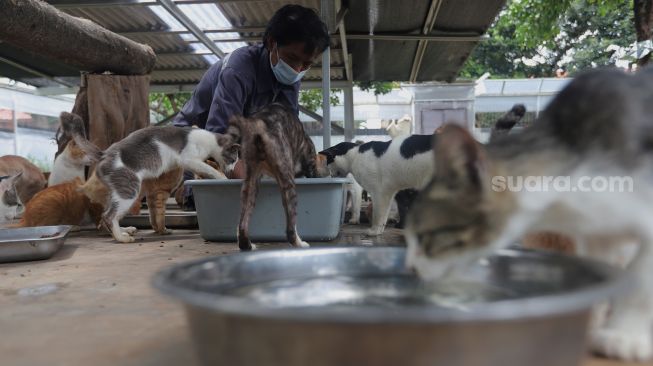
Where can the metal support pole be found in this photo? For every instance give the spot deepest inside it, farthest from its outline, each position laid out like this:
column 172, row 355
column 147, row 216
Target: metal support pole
column 14, row 117
column 326, row 105
column 325, row 9
column 349, row 113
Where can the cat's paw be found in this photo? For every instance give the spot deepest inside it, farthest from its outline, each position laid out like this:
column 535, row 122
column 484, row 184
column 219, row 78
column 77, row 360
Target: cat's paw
column 129, row 230
column 623, row 345
column 302, row 244
column 125, row 238
column 374, row 231
column 165, row 231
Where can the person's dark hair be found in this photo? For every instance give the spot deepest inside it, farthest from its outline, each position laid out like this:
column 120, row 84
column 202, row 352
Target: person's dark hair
column 295, row 23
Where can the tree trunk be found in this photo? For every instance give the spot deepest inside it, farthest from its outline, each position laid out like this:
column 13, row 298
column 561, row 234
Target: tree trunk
column 40, row 28
column 643, row 22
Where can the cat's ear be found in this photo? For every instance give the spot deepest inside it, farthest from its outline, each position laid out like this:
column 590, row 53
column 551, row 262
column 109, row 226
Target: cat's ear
column 234, row 148
column 8, row 182
column 459, row 158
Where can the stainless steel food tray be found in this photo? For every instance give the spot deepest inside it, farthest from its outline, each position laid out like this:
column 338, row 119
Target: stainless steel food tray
column 31, row 243
column 175, row 220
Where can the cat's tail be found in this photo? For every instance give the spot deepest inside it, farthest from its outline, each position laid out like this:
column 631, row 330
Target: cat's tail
column 73, row 126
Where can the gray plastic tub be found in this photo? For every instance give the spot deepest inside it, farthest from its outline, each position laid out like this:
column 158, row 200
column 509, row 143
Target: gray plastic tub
column 320, row 209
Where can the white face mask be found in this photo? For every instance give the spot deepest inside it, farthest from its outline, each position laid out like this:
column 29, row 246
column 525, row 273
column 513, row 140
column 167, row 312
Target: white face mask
column 283, row 72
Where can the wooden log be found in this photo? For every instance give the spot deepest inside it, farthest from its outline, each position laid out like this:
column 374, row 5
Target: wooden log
column 40, row 28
__________
• [Required task] Extract every line of the items above word for word, omitting the pictures.

• [Written response]
Where can the metal support pole be found in this photo? For every instance give the spot deepest inside it, farthest from its outline, each position laid out like this:
column 172, row 355
column 147, row 216
Target: metal support pole
column 14, row 117
column 326, row 105
column 325, row 9
column 349, row 113
Where can the cat's paw be found in this photo? For every instance give the spot deepest inside it, farthest from its outline, each position laid out like this:
column 535, row 122
column 484, row 184
column 219, row 78
column 77, row 360
Target: cat's paw
column 129, row 230
column 623, row 345
column 302, row 244
column 125, row 238
column 374, row 231
column 165, row 231
Where can the person's dark hair be found in this photo? For every instance give the spot deepest inside it, farthest from its outline, each position laid out like this:
column 120, row 84
column 202, row 352
Target: person's dark hair
column 295, row 23
Where can the tree trunk be found in this photo? For every instance give the spot deepest inside it, farthest from its outline, each position laid out like this:
column 13, row 298
column 561, row 234
Target: tree trunk
column 40, row 28
column 643, row 22
Where can the cat's ear be found in this photo? For every instance give the spot deepest inside it, farthest from its outline, each position laid out like this:
column 590, row 53
column 551, row 262
column 109, row 226
Target: cat's ear
column 234, row 148
column 8, row 182
column 459, row 158
Where can the stainless steel food tray be found in this photo? For every instance give the spot deepest inside it, farthest from its outline, each position laid out like this:
column 338, row 119
Target: stainless steel food tray
column 31, row 243
column 175, row 220
Where can the cat's tail be found in this photo? For every instance give the spot deepest inside it, farthest from its outline, each position laid out like this:
column 631, row 330
Target: cat's tail
column 73, row 126
Where can the gray plastic tub be found in this photo? For every instance give the spot deepest inside it, farthest from its outline, each position laid out like this:
column 158, row 200
column 509, row 143
Target: gray plastic tub
column 320, row 209
Where can the white face mask be found in this photo? For every instance give the spot deepest inside it, farthest from its outline, each position laid out like this:
column 29, row 246
column 525, row 273
column 513, row 140
column 167, row 312
Target: white face mask
column 283, row 72
Where can the wooden log be found in this photo? For every instance give the spot deepest inside it, farthest from its outline, each position laid out like this:
column 374, row 5
Target: wooden log
column 40, row 28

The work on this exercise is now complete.